Exercise details =
Tally the lines in the items below that contain the string "canopy", and give only that number.

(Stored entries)
[Start]

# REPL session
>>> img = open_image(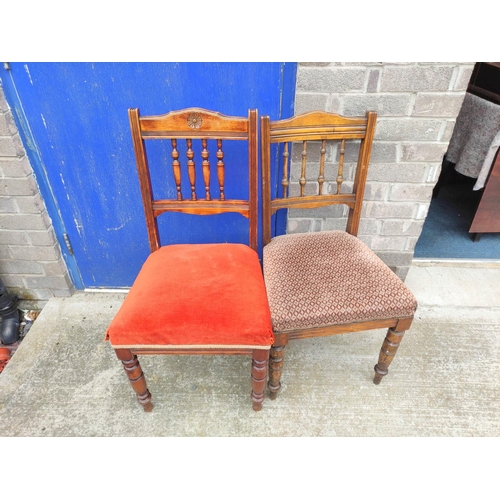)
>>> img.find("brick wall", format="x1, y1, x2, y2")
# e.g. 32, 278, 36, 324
0, 86, 74, 301
287, 62, 474, 279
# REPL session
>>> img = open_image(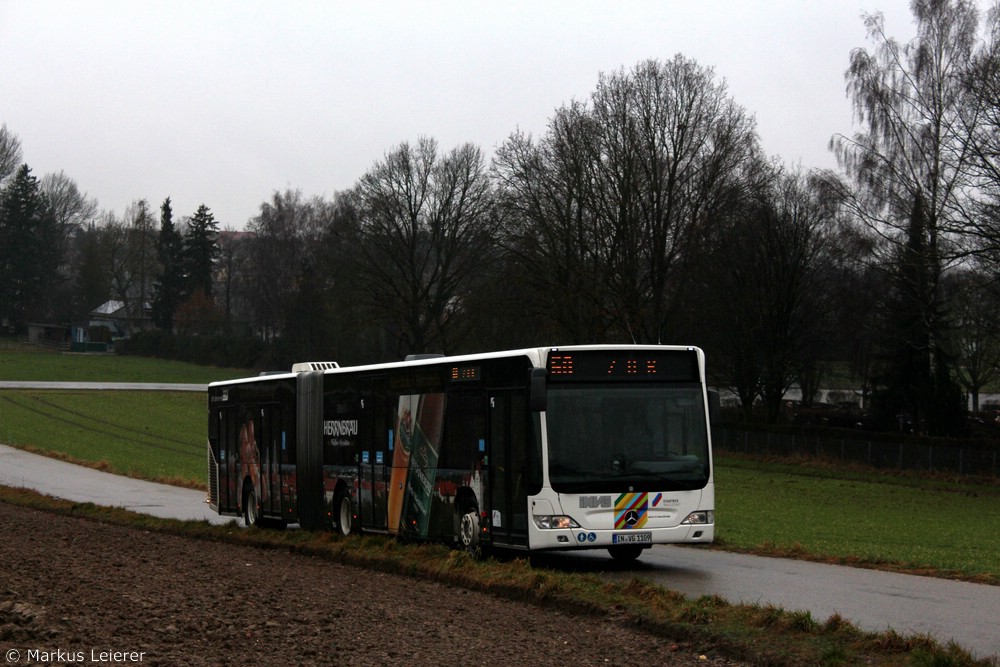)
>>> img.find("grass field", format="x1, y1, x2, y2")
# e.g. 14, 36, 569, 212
0, 390, 206, 486
0, 352, 1000, 583
716, 457, 1000, 583
0, 342, 252, 384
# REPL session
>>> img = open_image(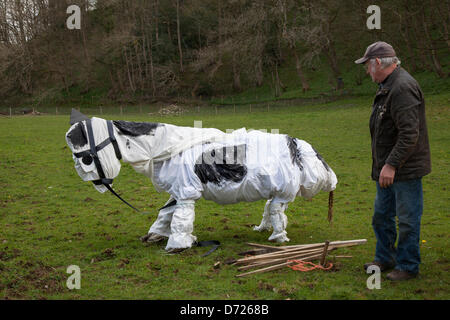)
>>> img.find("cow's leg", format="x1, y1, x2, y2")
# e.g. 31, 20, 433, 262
269, 200, 289, 242
253, 200, 272, 232
166, 200, 197, 253
141, 197, 176, 242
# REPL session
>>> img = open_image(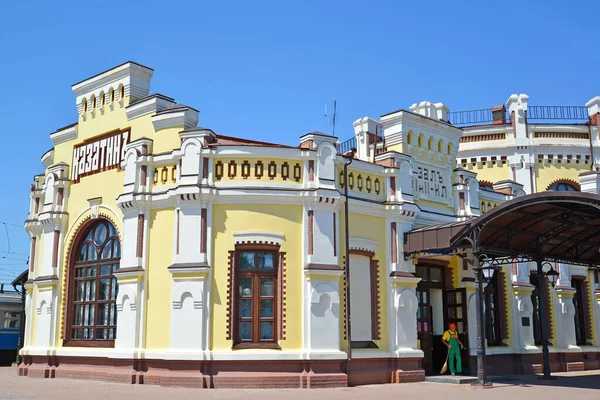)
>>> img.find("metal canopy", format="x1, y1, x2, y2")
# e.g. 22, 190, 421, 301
405, 191, 600, 266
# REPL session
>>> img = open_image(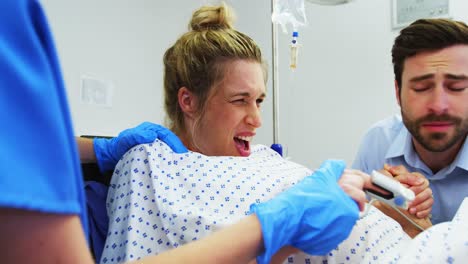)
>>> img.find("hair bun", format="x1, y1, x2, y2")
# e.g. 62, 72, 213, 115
189, 4, 234, 31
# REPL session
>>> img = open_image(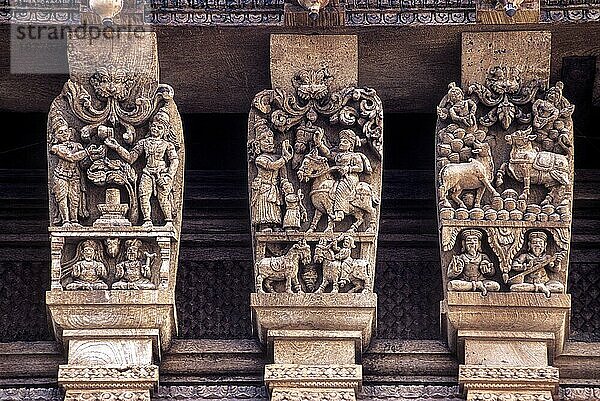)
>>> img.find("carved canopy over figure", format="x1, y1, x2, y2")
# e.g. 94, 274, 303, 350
448, 229, 500, 295
104, 110, 179, 227
66, 240, 108, 290
508, 231, 565, 297
250, 120, 294, 232
112, 239, 156, 290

[End]

Reply to the task =
2